Work instructions: Locate each line in the records below that contains the string "tile" and copy it out.

▼

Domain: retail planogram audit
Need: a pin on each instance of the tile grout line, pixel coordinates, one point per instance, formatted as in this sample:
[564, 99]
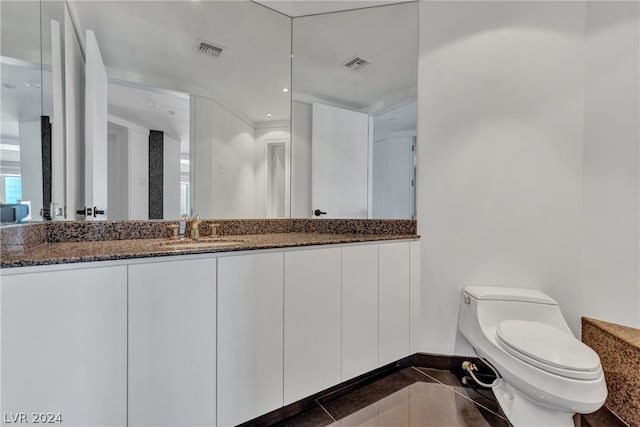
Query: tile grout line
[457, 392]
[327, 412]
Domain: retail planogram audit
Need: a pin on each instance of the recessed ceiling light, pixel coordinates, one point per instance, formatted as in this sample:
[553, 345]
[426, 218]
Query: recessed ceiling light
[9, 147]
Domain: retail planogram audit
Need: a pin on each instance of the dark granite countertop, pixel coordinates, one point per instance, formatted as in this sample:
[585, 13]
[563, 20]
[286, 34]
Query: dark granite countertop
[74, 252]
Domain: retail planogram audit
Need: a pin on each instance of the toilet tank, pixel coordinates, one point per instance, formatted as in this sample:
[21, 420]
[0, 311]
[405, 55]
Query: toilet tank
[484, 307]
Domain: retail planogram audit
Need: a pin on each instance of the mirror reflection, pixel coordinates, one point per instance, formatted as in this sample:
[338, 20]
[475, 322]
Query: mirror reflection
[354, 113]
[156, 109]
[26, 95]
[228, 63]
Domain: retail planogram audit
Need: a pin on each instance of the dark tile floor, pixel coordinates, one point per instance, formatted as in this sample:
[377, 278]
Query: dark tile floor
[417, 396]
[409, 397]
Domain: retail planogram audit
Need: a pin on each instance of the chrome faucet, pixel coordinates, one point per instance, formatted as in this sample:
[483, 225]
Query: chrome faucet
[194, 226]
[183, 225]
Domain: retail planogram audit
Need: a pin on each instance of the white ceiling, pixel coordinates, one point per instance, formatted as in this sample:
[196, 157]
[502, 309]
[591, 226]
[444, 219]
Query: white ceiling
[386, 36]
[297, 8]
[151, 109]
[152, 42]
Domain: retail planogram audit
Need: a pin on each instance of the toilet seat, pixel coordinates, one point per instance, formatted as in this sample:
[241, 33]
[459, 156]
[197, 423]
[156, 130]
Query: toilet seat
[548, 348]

▲
▼

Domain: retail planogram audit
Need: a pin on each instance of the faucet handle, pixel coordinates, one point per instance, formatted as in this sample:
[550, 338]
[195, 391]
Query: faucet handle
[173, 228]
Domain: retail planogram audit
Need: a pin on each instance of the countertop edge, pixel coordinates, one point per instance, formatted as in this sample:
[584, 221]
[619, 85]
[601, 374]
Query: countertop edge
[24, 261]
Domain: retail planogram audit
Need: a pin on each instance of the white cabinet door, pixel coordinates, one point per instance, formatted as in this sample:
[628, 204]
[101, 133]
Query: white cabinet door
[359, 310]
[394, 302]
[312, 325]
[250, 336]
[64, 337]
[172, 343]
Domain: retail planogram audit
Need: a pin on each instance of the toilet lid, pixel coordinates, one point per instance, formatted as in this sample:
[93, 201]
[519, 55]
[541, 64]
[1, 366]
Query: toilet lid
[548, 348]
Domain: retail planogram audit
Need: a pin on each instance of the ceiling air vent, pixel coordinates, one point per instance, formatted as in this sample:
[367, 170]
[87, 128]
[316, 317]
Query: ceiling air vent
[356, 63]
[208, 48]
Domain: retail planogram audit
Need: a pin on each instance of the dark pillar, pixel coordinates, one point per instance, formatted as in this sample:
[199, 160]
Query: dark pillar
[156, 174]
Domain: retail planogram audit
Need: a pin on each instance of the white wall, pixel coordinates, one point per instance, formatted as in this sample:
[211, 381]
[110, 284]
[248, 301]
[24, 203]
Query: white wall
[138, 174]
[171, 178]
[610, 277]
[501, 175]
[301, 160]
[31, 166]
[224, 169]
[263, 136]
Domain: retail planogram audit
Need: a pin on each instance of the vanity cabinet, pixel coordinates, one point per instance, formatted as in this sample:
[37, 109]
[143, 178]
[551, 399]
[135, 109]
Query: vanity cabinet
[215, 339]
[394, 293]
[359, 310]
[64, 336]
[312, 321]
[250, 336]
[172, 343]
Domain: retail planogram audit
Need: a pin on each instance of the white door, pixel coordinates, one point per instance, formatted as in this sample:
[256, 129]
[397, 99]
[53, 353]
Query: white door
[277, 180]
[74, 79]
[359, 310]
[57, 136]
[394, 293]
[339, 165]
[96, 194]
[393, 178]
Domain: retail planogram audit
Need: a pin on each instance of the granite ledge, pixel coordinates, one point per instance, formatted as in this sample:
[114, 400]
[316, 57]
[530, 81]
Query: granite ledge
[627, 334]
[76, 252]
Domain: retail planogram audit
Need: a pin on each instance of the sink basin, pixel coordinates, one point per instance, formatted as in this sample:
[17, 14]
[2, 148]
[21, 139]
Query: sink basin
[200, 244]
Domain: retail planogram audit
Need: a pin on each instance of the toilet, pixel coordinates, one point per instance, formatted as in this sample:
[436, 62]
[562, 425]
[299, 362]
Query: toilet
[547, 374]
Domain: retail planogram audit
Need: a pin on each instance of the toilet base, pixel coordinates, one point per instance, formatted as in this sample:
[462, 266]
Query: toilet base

▲
▼

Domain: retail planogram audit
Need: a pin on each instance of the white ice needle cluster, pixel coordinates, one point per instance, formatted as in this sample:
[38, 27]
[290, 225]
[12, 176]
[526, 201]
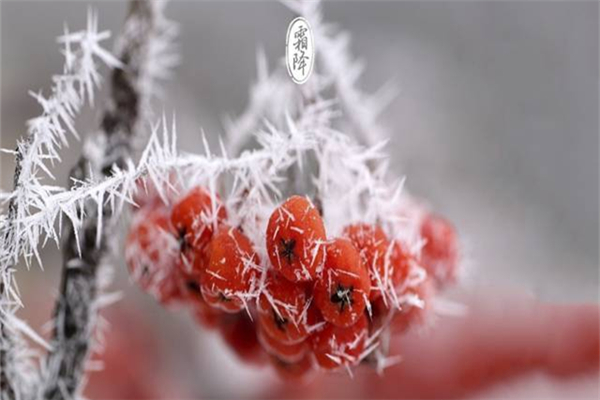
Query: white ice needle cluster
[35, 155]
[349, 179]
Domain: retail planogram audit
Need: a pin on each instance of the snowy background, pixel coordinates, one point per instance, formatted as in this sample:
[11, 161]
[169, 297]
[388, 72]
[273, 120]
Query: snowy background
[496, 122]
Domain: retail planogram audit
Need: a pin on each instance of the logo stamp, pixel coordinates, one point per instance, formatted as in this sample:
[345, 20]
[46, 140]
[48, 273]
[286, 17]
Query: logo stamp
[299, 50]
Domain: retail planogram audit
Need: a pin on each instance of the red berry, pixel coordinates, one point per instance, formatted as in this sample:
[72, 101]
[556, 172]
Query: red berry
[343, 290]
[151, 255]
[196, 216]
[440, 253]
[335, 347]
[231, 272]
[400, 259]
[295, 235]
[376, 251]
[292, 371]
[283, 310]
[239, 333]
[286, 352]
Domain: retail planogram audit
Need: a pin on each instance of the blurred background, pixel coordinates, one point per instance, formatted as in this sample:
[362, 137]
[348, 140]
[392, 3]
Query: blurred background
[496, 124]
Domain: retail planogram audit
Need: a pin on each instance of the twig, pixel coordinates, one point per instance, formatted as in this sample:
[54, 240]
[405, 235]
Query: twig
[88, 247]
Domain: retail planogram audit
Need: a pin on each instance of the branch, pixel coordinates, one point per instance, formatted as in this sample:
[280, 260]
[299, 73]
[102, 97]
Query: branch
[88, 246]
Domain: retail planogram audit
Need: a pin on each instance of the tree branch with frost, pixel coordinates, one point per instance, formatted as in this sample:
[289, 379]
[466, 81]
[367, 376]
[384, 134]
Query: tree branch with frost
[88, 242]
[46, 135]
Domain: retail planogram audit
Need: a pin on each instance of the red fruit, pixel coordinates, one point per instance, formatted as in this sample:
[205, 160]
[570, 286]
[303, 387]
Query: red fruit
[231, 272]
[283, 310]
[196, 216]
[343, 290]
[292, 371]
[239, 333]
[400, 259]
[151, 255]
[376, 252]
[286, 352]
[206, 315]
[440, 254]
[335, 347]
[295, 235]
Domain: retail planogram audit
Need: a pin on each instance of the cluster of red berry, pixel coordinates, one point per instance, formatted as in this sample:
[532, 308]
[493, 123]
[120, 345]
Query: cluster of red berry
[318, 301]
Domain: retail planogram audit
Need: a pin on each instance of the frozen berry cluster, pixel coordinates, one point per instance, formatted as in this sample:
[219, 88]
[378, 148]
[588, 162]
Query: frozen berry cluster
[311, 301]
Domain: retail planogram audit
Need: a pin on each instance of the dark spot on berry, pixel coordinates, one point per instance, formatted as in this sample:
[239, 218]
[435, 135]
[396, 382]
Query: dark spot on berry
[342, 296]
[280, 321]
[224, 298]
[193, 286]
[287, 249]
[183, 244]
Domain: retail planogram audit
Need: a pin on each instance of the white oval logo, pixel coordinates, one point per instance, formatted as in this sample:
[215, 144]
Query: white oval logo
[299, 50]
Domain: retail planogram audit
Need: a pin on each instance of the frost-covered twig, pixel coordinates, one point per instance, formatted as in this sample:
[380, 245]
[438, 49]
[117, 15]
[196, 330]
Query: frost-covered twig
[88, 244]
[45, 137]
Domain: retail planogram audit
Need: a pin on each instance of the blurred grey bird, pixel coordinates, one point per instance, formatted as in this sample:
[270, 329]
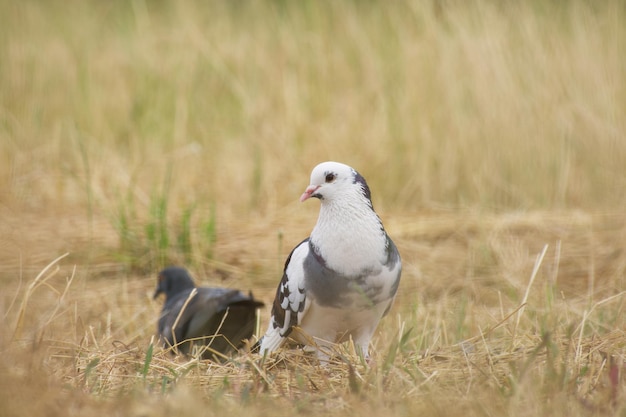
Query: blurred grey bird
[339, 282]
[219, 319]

▲

Solution to this task:
Need: a pin on each instance of the tile grout line, pixel coordinates, one point per instance, formatted as in this sample:
Query: tile grout line
Need: a pin on each instance of the dark tile floor, pixel coordinates, one point per instance, formatted as in this sample:
Query: dark tile floor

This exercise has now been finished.